== Consegna 1 ==
Riproduci fedelmente il brano sulla libertà spirituale, da "Per rispondere ad" fino a "una costruzione dell'uomo." compreso.
== Consegna 2 ==
Nel brano sulla libertà spirituale, in quale misura hanno senso le osservanze rituali o ascetiche?
== Consegna 3 ==
Indica se ciascuna affermazione concorda con il brano sulla libertà spirituale, rispondendo sì o no e citando le parole decisive del testo: (a) la prima definizione è facile da dare in maniera positiva; (b) l'uomo spirituale è libero anche nei riguardi delle osservanze rituali o ascetiche; (c) le osservanze sono presentate come uno strumento permanente di purificazione.

== Estratto della fonte ==
Per rispondere ad una tale domanda, occorre tentare, prima di tutto, una prima definizione della l. E difficile darla, se non in maniera negativa; l'uomo spirituale è colui che è libero riguardo alle passioni che lo legano a se stesso, direttamente o con la mediazione di realtà create, il cui uso non è perfettamente ordinato; ma è anche colui che è libero nei riguardi delle osservanze rituali o ascetiche; infatti, queste non hanno senso che nella misura in cui contribuiscono alla liberazione dalle passioni e alla purezza dell'apertura a Dio tanto della sensibilità quanto dell'affettività e dell'intelligenza. Mantenere rigidamente queste osservanze, quando non si è o non si è più in questa prospettiva, significa mancare di autonomia riguardo a ciò che dovrebbe essere solo lo strumento provvisorio di una purificazione e di una costruzione dell'uomo.

Righe da un dataset di puntamento:
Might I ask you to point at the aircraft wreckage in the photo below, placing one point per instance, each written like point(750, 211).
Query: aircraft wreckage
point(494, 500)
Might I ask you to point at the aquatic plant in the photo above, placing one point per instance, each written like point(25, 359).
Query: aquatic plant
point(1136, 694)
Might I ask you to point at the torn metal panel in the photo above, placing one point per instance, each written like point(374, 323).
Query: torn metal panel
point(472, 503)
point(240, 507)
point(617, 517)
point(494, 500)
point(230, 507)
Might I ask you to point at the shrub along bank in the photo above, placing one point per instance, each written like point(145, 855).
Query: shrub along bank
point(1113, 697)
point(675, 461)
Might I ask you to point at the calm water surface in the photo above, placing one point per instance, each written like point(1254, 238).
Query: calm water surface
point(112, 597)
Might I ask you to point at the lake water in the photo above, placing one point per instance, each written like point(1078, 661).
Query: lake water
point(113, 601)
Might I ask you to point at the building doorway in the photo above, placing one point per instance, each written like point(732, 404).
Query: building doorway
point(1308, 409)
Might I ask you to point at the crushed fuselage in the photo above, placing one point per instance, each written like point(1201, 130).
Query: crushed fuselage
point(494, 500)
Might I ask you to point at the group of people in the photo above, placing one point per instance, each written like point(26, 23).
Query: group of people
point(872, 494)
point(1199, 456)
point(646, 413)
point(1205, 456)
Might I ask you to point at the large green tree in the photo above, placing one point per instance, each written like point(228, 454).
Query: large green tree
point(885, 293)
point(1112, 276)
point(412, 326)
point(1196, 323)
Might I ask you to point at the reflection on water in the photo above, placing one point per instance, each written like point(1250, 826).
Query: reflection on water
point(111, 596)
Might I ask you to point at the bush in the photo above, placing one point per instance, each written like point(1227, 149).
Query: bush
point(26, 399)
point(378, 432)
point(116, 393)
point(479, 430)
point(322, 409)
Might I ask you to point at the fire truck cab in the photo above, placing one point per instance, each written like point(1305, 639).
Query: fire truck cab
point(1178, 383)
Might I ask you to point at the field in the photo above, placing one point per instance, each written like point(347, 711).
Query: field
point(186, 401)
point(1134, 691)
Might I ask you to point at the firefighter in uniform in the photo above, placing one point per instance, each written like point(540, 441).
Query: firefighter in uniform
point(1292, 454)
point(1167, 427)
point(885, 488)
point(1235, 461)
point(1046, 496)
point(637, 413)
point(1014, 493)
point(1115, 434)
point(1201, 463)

== Risposta 1 ==
Per rispondere ad una tale domanda, occorre tentare, prima di tutto, una prima definizione della l. E difficile darla, se non in maniera negativa; l'uomo spirituale è colui che è libero riguardo alle passioni che lo legano a se stesso, direttamente o con la mediazione di realtà create, il cui uso non è perfettamente ordinato; ma è anche colui che è libero nei riguardi delle osservanze rituali o ascetiche; infatti, queste non hanno senso che nella misura in cui contribuiscono alla liberazione dalle passioni e alla purezza dell'apertura a Dio tanto della sensibilità quanto dell'affettività e dell'intelligenza. Mantenere rigidamente queste osservanze, quando non si è o non si è più in questa prospettiva, significa mancare di autonomia riguardo a ciò che dovrebbe essere solo lo strumento provvisorio di una purificazione e di una costruzione dell'uomo.

== Risposta 2 ==
Solo nella misura in cui contribuiscono alla liberazione dalle passioni e alla purezza dell'apertura a Dio della sensibilità, dell'affettività e dell'intelligenza.

== Risposta 3 ==
(a) No: "E difficile darla, se non in maniera negativa".
(b) Sì: "ma è anche colui che è libero nei riguardi delle osservanze rituali o ascetiche".
(c) No: "solo lo strumento provvisorio di una purificazione".